======== PAGE EXTRACT
McIntosh provides churches with helpful insight and workable solutions for pastoral burnout. Each chapter ends with a brief “You Can Help” list of action items addressed to congregations. Topics include unique stresses for ministers (e.g. role ambiguity), disparity between the emphases of seminary preparation and the realities of ministry, unrealistic expectations, pastoral isolation, change and conflict related to cultural shifts (generational data is outdated but the principles are still helpful), pastoral compensation, loneliness and friendships, and spiritual warfare.

Perhaps the best way to read the book is to start with chapters 10 and 11. Chapter 10 discusses four facts of pastoral life – a pastor is never off duty, a pastor is too often in “crisis” mode, a pastor is responsible for more than he controls, and a pastor lacks an objective measure of success. Chapter 11 summarizes the practical suggestions for churches that are developed more fully in the previous chapters. These chapters provide a reader’s guide to the rest of the book.

The appendix includes the findings of a study, “Contributing Causes of Pastoral Resignations.”

From the Publisher

Pastors are quitting! Some leave for what they hope will be greener pastures in another church. Some drop out of ministry altogether. Why? The pressures of ministry are such that many pastors spend their days off simply trying to recover. When a fellow pastor was asked how thing were going in his ministry, his wry answer was It only hurts on Monday.

Evidence suggests pastors are moving or dropping out at an increasing rate. The Barna Research Group found that the average pastorate twenty years ago was about seven years in length but had dropped by 1993 to about four years. The authors have researched over 60 ex-pastors and their churches to discover some of the causes of this crisis in pastoral leadership.
================
======== EXTRACTED DATA
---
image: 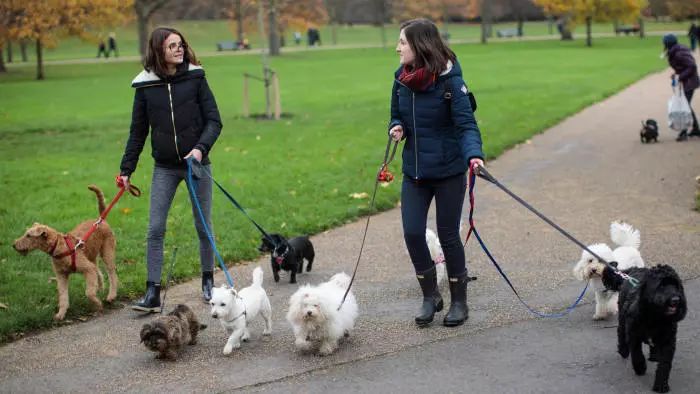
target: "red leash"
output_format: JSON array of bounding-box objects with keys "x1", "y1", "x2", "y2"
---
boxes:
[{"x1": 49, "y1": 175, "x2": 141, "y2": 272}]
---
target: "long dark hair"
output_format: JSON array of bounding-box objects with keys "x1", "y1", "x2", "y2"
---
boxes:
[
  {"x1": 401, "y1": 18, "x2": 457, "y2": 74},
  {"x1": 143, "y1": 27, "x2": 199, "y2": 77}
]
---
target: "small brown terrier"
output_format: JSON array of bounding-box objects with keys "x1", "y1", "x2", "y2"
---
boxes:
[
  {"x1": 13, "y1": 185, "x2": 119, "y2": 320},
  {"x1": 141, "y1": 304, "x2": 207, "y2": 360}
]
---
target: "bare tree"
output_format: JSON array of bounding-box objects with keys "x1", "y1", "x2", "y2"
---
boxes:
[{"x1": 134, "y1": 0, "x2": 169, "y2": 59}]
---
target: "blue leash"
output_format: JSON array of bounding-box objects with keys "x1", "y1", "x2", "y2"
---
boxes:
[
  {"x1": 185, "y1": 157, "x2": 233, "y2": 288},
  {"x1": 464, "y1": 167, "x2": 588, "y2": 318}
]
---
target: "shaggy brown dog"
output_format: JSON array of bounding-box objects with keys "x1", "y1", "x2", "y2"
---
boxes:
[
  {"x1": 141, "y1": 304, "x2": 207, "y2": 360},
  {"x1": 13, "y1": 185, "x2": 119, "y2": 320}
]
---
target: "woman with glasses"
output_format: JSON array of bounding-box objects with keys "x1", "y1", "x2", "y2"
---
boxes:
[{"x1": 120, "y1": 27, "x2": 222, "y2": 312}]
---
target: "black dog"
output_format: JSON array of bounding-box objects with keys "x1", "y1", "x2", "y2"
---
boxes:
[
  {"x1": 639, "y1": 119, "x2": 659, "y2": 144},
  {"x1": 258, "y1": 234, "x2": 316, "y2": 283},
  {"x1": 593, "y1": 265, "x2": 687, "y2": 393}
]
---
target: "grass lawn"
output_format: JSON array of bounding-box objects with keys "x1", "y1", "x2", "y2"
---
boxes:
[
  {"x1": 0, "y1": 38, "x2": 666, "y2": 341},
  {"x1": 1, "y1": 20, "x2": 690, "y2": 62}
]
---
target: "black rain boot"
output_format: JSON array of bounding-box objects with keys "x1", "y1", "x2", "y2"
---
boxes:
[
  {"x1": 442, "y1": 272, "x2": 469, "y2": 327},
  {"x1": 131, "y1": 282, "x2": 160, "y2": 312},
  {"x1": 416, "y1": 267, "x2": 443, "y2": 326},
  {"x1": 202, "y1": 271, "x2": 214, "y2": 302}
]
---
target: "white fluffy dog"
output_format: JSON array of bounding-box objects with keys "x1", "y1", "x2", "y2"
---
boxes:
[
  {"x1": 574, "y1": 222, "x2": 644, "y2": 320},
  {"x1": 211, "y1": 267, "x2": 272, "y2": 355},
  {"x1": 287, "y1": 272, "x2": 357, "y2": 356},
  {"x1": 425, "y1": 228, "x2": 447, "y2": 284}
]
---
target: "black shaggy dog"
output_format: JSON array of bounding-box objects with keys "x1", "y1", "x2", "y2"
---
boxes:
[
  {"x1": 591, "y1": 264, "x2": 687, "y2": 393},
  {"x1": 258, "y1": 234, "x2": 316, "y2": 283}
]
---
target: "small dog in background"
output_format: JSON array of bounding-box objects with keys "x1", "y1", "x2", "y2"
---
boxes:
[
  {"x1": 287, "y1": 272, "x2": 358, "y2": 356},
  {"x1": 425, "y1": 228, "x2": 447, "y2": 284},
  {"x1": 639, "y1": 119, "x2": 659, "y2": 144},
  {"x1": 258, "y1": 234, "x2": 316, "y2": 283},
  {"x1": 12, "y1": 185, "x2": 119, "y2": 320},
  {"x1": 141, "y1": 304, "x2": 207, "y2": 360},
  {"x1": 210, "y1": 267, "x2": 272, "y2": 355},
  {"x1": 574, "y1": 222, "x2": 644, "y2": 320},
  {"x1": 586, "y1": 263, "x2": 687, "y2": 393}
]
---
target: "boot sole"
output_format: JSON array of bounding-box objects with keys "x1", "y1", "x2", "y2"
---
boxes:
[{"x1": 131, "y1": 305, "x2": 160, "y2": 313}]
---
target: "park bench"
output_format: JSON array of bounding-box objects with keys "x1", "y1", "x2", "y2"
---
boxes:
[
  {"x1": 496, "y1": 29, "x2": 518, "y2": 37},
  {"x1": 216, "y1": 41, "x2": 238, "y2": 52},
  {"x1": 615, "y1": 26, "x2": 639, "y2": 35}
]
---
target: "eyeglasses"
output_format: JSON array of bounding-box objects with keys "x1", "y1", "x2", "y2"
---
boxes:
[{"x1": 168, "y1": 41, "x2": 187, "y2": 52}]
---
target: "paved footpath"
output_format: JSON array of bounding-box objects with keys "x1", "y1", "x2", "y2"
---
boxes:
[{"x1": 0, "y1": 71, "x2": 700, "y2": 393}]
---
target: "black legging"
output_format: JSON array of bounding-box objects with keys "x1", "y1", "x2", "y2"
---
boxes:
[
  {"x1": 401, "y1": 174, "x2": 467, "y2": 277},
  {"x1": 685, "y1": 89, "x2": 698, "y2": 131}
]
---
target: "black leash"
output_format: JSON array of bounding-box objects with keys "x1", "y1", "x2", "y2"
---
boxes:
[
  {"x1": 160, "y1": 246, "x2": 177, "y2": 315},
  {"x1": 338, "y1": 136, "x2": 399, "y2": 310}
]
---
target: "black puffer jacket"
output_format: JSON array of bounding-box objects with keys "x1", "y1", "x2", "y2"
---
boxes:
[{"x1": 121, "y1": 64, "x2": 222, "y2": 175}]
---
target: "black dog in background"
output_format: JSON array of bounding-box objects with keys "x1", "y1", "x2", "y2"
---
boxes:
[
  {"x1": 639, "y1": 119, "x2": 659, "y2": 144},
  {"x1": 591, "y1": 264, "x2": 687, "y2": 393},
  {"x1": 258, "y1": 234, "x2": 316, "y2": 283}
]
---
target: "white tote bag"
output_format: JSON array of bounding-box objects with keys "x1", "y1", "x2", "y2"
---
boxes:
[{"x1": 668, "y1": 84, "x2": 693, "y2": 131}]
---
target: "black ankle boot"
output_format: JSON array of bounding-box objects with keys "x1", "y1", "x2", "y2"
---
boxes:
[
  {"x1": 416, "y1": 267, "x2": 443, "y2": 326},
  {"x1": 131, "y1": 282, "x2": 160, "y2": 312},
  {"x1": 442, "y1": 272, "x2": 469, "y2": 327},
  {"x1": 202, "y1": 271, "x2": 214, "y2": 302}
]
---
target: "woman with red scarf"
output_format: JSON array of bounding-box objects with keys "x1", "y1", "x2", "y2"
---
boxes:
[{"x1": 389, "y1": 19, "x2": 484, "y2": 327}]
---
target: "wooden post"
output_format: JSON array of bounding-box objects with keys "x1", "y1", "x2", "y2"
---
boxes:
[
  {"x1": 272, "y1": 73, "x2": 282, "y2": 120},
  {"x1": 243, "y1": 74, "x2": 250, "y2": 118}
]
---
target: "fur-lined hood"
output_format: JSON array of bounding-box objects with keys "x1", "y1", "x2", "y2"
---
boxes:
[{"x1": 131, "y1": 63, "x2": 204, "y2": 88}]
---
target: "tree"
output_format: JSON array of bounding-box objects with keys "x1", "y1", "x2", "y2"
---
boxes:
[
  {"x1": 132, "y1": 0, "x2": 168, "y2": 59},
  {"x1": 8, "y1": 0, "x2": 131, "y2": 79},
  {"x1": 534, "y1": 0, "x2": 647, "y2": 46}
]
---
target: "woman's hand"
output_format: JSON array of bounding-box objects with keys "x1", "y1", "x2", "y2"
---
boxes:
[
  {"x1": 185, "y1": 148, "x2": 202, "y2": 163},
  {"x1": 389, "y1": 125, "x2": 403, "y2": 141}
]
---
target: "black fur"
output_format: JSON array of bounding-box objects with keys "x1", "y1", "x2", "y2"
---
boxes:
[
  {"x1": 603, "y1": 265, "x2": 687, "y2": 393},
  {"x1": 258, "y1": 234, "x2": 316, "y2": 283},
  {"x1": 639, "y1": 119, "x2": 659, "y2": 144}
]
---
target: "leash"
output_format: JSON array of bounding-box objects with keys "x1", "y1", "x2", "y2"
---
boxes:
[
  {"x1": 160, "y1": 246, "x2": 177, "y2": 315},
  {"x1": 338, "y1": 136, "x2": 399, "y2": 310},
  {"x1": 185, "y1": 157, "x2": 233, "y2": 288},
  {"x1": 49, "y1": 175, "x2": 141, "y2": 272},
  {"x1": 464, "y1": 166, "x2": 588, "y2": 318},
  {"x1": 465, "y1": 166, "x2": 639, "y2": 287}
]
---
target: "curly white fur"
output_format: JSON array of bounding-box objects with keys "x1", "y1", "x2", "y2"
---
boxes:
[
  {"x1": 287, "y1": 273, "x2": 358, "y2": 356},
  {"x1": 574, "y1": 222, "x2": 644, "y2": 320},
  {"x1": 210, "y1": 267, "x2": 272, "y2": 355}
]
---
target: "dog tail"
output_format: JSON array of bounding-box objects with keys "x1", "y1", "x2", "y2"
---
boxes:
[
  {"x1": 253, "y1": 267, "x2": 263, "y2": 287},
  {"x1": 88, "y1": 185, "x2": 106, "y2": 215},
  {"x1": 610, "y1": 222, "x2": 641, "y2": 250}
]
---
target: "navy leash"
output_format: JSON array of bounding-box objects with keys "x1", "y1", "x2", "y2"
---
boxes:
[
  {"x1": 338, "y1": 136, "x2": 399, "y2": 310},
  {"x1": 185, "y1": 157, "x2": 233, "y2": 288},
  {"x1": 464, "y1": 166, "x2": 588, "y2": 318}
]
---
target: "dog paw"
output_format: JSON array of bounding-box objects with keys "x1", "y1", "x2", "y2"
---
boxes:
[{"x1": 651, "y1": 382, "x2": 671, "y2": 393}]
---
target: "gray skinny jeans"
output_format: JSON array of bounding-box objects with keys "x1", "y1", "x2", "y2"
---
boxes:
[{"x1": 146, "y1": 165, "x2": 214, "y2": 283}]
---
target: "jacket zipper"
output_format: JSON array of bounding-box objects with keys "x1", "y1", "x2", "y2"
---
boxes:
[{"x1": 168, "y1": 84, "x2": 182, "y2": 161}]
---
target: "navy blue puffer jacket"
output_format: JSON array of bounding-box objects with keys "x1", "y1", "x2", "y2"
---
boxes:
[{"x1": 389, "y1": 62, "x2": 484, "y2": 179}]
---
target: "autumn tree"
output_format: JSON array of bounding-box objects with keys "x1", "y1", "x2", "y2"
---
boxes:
================
→ WHAT YOU HAVE TO DO
From the pastoral burnout text above, list the facts of pastoral life that Chapter 10 discusses.

→ OUTPUT OF THE EXERCISE
- A pastor is never off duty.
- A pastor is too often in "crisis" mode.
- A pastor is responsible for more than he controls.
- A pastor lacks an objective measure of success.